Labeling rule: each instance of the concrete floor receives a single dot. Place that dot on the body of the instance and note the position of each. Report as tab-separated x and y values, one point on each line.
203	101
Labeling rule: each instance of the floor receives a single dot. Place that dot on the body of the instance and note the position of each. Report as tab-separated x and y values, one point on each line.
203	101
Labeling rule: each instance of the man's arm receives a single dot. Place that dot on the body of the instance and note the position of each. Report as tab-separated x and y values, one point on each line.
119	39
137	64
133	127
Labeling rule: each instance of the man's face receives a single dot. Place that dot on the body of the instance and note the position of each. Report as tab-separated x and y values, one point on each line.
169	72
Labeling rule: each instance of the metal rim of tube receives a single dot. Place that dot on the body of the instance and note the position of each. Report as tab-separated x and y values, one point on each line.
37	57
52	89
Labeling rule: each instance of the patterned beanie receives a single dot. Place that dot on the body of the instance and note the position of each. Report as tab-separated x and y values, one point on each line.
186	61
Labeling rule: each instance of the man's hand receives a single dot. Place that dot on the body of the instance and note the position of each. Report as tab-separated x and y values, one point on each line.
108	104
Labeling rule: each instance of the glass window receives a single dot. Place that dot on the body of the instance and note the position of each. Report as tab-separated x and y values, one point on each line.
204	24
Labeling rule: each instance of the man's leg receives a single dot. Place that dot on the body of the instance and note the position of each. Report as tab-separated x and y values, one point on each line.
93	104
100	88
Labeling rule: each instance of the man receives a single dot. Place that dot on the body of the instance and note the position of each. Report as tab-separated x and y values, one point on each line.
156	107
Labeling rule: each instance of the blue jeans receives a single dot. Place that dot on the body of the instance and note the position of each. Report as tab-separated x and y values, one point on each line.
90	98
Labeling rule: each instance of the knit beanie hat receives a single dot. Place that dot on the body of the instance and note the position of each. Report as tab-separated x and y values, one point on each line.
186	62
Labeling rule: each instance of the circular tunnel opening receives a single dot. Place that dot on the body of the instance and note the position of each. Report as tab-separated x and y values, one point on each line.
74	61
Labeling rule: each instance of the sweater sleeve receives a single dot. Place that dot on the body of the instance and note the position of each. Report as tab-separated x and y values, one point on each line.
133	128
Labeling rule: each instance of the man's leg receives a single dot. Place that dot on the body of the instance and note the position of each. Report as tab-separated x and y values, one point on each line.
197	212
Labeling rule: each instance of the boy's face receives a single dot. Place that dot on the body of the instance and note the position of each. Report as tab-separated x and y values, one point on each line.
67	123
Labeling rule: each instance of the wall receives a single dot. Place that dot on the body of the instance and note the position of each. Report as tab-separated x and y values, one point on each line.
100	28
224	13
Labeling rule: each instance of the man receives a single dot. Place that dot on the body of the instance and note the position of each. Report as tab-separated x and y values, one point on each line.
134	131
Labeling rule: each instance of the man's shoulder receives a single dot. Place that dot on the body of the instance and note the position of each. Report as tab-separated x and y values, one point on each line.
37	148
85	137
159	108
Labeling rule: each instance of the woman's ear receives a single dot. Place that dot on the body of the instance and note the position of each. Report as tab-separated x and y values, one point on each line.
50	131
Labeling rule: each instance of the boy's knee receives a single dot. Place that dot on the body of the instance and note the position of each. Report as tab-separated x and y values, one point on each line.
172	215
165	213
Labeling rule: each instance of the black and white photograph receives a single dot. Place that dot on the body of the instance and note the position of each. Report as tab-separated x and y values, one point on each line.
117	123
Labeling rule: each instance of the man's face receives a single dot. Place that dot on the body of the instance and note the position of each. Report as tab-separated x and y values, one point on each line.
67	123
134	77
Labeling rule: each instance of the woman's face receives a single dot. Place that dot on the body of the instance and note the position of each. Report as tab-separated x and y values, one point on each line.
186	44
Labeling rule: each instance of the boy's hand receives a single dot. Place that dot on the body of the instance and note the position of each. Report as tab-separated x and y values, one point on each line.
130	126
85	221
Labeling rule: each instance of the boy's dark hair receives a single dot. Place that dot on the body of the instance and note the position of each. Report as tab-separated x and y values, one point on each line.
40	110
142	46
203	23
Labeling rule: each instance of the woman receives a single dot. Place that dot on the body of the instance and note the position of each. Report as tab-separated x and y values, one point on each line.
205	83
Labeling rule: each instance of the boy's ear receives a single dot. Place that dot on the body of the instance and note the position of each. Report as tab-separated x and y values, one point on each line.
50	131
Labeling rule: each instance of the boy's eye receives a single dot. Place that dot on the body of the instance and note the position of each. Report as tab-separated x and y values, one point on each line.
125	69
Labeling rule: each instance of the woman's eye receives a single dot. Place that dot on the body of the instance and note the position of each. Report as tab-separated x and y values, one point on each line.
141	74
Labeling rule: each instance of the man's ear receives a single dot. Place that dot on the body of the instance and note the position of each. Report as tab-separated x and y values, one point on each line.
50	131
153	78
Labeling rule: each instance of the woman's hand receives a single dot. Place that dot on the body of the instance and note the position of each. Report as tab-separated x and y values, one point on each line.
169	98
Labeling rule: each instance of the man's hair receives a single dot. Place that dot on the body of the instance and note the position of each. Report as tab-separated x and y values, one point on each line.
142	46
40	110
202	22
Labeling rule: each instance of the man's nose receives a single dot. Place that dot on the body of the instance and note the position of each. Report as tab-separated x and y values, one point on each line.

## Short exercise
Output all preceding records character for character.

## Correct result
Labeling rule: each instance of the concrete floor receives a single dot. Place that dot on the body of the instance and note the position of each. Report as tab-separated x and y values, one point on each line.
203	101
Labeling rule: each instance of the floor receives a single dot. Place that dot on the body of the instance and note the position of each. Report as tab-separated x and y values, one point on each line.
203	101
Labeling rule: each instance of the man's arm receives a single dot. Place that dot on the body of the instance and note the position of each. Report as tab-separated x and y values, one point on each line.
119	39
137	64
133	127
Labeling rule: each instance of the man's face receives a single dot. Place that dot on the body of the instance and note the position of each. Report as tab-separated x and y values, one point on each line.
169	72
Labeling rule: each instance of the metal rim of tube receives a single dot. Place that dot on the body of the instance and note the position of each. Report as tab-separated x and y values, one point on each line.
37	57
52	89
Labeling rule: each instance of the patterned beanie receives a single dot. Place that dot on the body of the instance and note the position of each. Report as tab-separated x and y values, one point on each line.
186	61
Labeling rule: each instance of the man's hand receives a single dot. Place that dot on the body of the instance and note the position of each. Report as tab-separated x and y values, one point on each line.
108	104
Labeling rule: each instance of the glass window receives a single dot. Place that dot on the body of the instance and note the position of each. Report as tab-separated x and y values, one point on each line.
204	24
Labeling rule: each instance of the man's leg receives a single dot. Place that dot on the body of the instance and note the position of each. Report as tab-separated x and y values, one point on each line.
93	104
100	88
Labeling rule: each instance of the man receives a single dot. Place that dot on the body of the instance and note the position of each. Report as tab-separated x and y values, one point on each line.
156	107
Labeling rule: each instance of the blue jeans receives a single dot. Place that dot on the body of the instance and note the position of each. Report as tab-separated x and y values, one point on each line.
90	98
Labeling rule: each instance of the knit beanie hat receives a single dot. Place that dot on the body of the instance and note the position of each. Report as tab-separated x and y values, one point on each line.
186	62
Labeling rule: each instance of the circular tunnel opening receives a single dot. Place that dot on the body of the instance and note the position of each. Report as tab-separated x and y values, one point on each line.
74	61
Labeling rule: each instance of the sweater sleeve receives a single dot. Place that dot on the body of the instance and note the position of each. Report as tab-separated x and y values, one point on each line.
133	128
Labeling rule: each instance of the man's leg receives a single dot. Place that dot on the body of the instance and note the position of each. Report as tab-separated x and y values, one point on each line.
197	212
Labeling rule: each instance of the boy's face receives a single dot. Place that dot on the body of the instance and note the position of each. Report as tab-separated x and y values, one point on each line.
67	123
Labeling rule: each instance of the wall receives a single dot. Place that dot on the body of the instance and note the position of each. Report as tab-separated x and y values, one point on each line.
100	28
224	13
Labeling rule: each instance of the man receives a single dot. Place that dot on the body of the instance and note the position of each. Report as tab-separated x and y values, one point on each line.
134	131
Labeling rule: each instance of the man's shoulder receives a single dot. Place that dot on the body of the instance and note the position of each. Report as tab-separated x and y values, one point on each line.
37	148
85	137
159	108
Labeling rule: each instance of the woman's ear receives a single dot. Place that dot on the body of the instance and note the position of each. Report as tab-separated x and y values, one point on each line.
50	131
Labeling rule: each instance of the boy's knee receives a single dot. Place that dot on the body of the instance and note the position of each. Report as tab-separated x and y values, one point on each line.
172	215
165	213
Labeling rule: each instance of the black and white photograph receives a single dot. Place that dot on the body of the instance and note the position of each. Report as tab-separated x and y values, one point on each line.
117	123
Labeling rule: each instance of the man's face receives a single dot. Place that dot on the body of the instance and note the position of each. Report as tab-separated x and y values, one point on each line.
67	123
134	77
Labeling rule: each instance of the woman's face receives a single dot. Place that dot on the body of the instance and note the position of each. Report as tab-separated x and y values, one point on each line.
186	44
Labeling rule: each instance of the boy's hand receives a single dot. Place that dot on the body of the instance and note the position of each. Report as tab-separated x and y values, one point on each line.
130	126
85	221
Labeling rule: each instance of the boy's dark hair receives a single dot. Place that dot on the body of the instance and note the position of each. Report as tab-separated x and y values, one point on each line.
40	110
142	46
203	23
Labeling rule: each instance of the woman receives a single dot. Place that dot on the body of the instance and note the position of each. Report as tab-separated x and y values, one point on each line.
205	83
Labeling rule: each instance of the boy's ear receives a single dot. Place that dot on the body of the instance and note the position of each. Report as tab-separated x and y values, one point on each line.
50	131
Labeling rule: each instance of the boy's eye receives a single dot. Place that dot on the body of the instance and note the position of each. Report as tab-separated x and y values, one point on each line.
125	69
Labeling rule: each instance of the woman's eye receives a single dot. Place that dot on the body of the instance and note the position of each. Report as tab-separated x and y values, one point on each line.
141	74
Labeling rule: each instance of the man's ear receives a single dot. Place that dot on the body of the instance and note the position of each. Report as tab-separated x and y values, one point on each line.
50	131
153	78
Labeling rule: each instance of the woman's hand receives a single dot. Place that dot on the body of the instance and note the position of each. Report as tab-separated x and y values, one point on each line.
169	98
Labeling rule: each instance of the man's hair receives a single dot. Place that dot on the body of the instance and note the position of each. Report as tab-separated x and y values, one point on each line.
142	46
40	110
202	22
Labeling rule: each instance of the man's nose receives a single dot. Place that dot on the body of the instance and note the position of each. Report as tab-separated x and y values, one point on each line.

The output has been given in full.